Exercise description: Set the images aside and retype the whole listing exactly.

Source material:
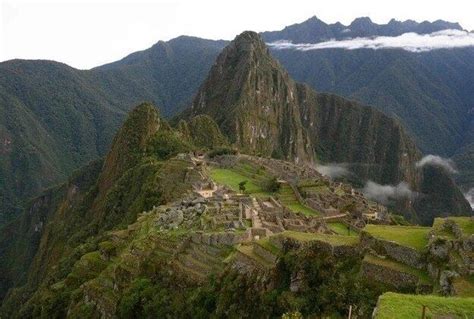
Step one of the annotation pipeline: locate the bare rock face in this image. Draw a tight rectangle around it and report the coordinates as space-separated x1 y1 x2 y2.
290 270 306 292
439 270 459 295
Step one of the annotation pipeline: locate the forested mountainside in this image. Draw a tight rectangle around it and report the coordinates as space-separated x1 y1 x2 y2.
1 102 472 318
0 37 226 224
260 17 474 191
185 31 471 224
2 16 473 227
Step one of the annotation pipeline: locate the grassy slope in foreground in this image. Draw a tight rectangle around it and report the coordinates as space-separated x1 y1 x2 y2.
374 292 474 319
364 224 430 251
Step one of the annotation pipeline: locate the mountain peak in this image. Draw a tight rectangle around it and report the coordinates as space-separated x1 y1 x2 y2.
188 31 312 161
98 102 160 193
351 16 374 25
231 31 267 53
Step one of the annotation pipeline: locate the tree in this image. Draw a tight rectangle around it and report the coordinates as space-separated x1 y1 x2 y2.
238 181 247 193
264 177 281 193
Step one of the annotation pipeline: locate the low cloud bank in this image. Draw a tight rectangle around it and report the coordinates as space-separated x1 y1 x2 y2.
465 188 474 209
315 163 349 179
415 155 458 174
362 181 415 205
268 29 474 53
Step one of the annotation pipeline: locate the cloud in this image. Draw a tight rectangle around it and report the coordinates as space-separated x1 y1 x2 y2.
464 188 474 210
415 155 458 174
362 181 415 205
267 29 474 53
315 163 349 179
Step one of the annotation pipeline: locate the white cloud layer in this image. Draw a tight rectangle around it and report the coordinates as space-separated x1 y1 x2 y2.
315 163 349 179
415 155 458 174
362 181 415 205
268 29 474 52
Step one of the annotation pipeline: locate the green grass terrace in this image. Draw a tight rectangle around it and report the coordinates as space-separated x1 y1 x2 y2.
328 222 358 236
432 217 474 238
209 166 320 216
374 292 474 319
363 254 431 285
281 231 359 246
209 168 271 197
363 224 430 251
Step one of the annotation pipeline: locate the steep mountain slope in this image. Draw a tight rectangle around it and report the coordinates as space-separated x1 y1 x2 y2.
261 17 474 191
0 37 226 225
0 60 124 224
92 36 227 117
1 103 470 316
186 31 313 162
0 102 207 310
185 31 471 223
266 46 474 156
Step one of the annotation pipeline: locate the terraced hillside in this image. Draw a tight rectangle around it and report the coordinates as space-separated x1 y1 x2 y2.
1 103 472 318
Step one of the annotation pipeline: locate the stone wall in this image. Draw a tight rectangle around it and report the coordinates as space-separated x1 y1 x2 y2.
360 259 431 293
269 235 360 258
191 231 247 246
360 231 426 269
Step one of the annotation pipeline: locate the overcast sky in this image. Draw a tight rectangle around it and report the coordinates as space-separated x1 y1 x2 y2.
1 0 474 69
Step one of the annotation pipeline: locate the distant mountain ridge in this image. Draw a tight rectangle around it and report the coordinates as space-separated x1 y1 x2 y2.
0 37 225 224
260 17 474 192
261 16 464 43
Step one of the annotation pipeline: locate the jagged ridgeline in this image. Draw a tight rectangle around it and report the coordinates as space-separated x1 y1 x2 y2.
184 31 471 224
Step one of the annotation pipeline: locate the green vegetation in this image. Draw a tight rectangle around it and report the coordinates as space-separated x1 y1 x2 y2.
148 130 192 160
238 180 247 193
364 225 430 251
210 164 319 216
255 238 281 256
282 231 359 246
209 168 270 196
237 244 273 268
187 115 228 149
433 217 474 236
207 147 238 158
328 222 357 236
374 292 474 319
363 254 431 285
452 275 474 298
0 37 225 226
278 184 320 216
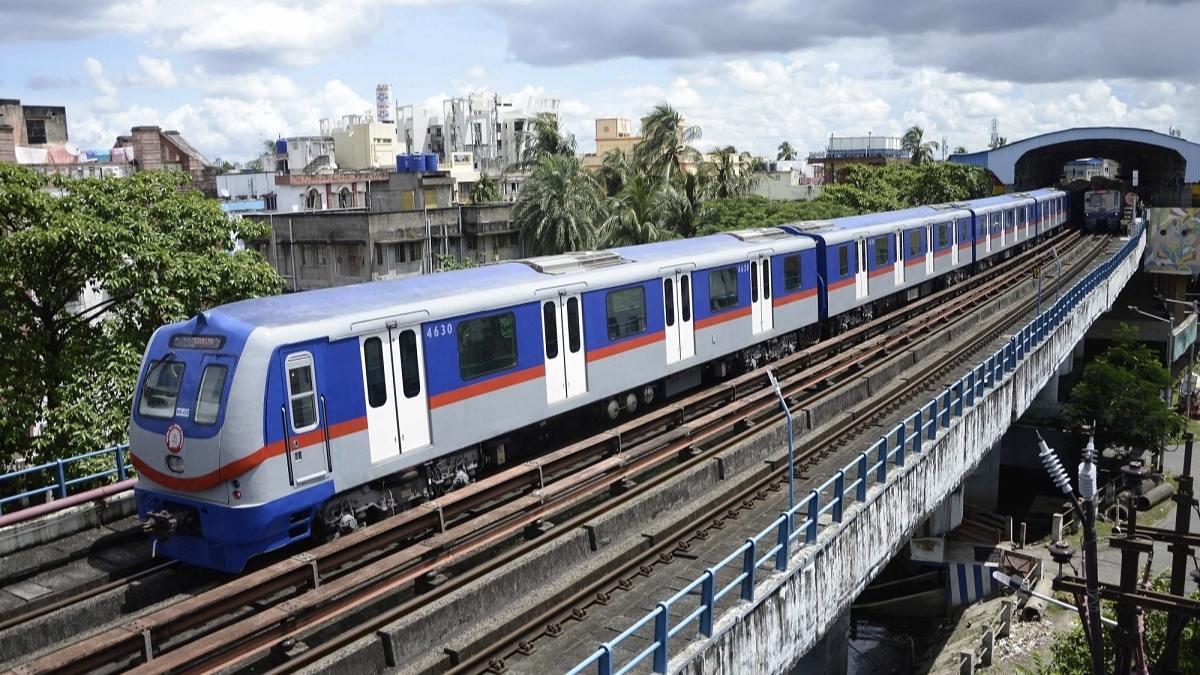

Solution for this exercise:
Step one of the annotation pipeline: locate the bare rock face in this image. Draw a tight rectangle around it and report the coordinates as space-separated x1 y1 x2 y2.
290 270 306 292
439 270 459 295
Step one of the annotation pipeline: locate the forested mountainside in this image. Draw a tight rectangle around it and report the coordinates as space-separated x1 y1 x2 y2.
1 102 472 318
0 37 226 224
260 17 474 191
185 31 471 224
2 16 473 227
Step one of the annotation pipeline: locate the grassy slope in foreground in this image. Draw a tight rectangle around it and report the coordinates as space-separated x1 y1 x2 y2.
374 292 474 319
364 224 430 251
Step one of the annotation pipeline: locate the mountain peak in this image. Draw a tight rectangle around it and report the coordinates as space-separated x1 y1 x2 y2.
188 31 312 161
98 102 160 193
351 16 374 25
231 31 267 53
Step one of the annotation pipeline: locate the tree in this image. Draw a tight rectangle around it and report the coordinates as space-separated x1 y1 x2 y2.
238 181 247 193
264 177 281 193
Step one of the annotation pipeline: locate the low cloud bank in this image. Draw a tight rectangle around it and report the coordinates as space-separated x1 y1 x2 y2.
465 188 474 209
315 163 349 179
415 155 458 174
362 181 415 205
268 29 474 53
Step one of the annotation pipeline: locate the cloud in this image. Draw a tight rectangle around it and report the coordinates as space-separated x1 y1 x2 y2.
464 188 474 210
415 155 458 174
362 181 415 205
267 29 474 53
315 163 349 179
Step one of the annotation pipeline: locate the white cloud layer in this image. Draw a tight rectangle around it and report the coordinates as space-separated x1 y1 x2 y2.
315 163 349 179
415 155 458 174
362 181 415 205
268 29 474 52
Step one of the annotation pipeline: locate the green grass terrace in this image. Draw a tight rectangle around it and report the coordinates as space-separated x1 y1 x2 y2.
328 222 358 236
432 217 474 238
209 166 320 216
374 292 474 319
363 254 431 285
281 231 359 246
209 168 271 197
363 224 430 251
Step one of the annotation pipeline: locate the steep mountain slope in this image. Draw a tight rectangle around it and report the coordinates as space-separated x1 y1 x2 y2.
261 17 474 191
0 37 226 225
0 60 124 224
92 36 227 117
1 103 470 316
186 31 313 162
0 102 207 310
185 31 471 223
266 46 474 156
Step one of the annotation pipeline: locate the terraced hillside in this image. Draw a tight rectangle around it and report the coordinates as space-separated x1 y1 x2 y2.
1 103 472 318
Step one of the annotation pipeline: locate the stone wall in this image. Draw a tight rectangle around it and report the coordinates as space-separated x1 y1 x2 y2.
360 259 431 293
269 235 360 258
191 231 247 246
360 231 426 269
Step one of the annotation pipeline: locate the overcast sky in this image. Draw a tight rectangle around it and report the coordinates as space-separated x1 y1 x2 y2.
1 0 474 69
Step one of the annotation pipeline: locate the distant mountain ridge in this image. Draw a tight rectangle around it and report the coordinates as space-separated x1 y1 x2 y2.
0 37 225 224
260 17 474 192
261 16 464 43
Step one of the annotation pipeline: locate the jagged ridgeline in this image. Draw a tight rectangle around it and report the coordinates as space-separated x1 y1 x2 y2.
184 31 471 224
Step one of the annotation pipeline: locate the green vegetation in this image. Draw a tight rectangle around it and report the coordinates as space-separated x1 y1 x2 y2.
148 130 192 160
238 180 247 193
364 225 430 251
210 164 319 216
255 238 281 256
282 231 359 246
209 168 270 196
237 244 273 268
187 115 228 149
433 217 474 236
207 147 238 158
328 222 357 236
374 292 474 319
363 254 431 285
452 275 474 298
0 37 225 226
278 184 320 216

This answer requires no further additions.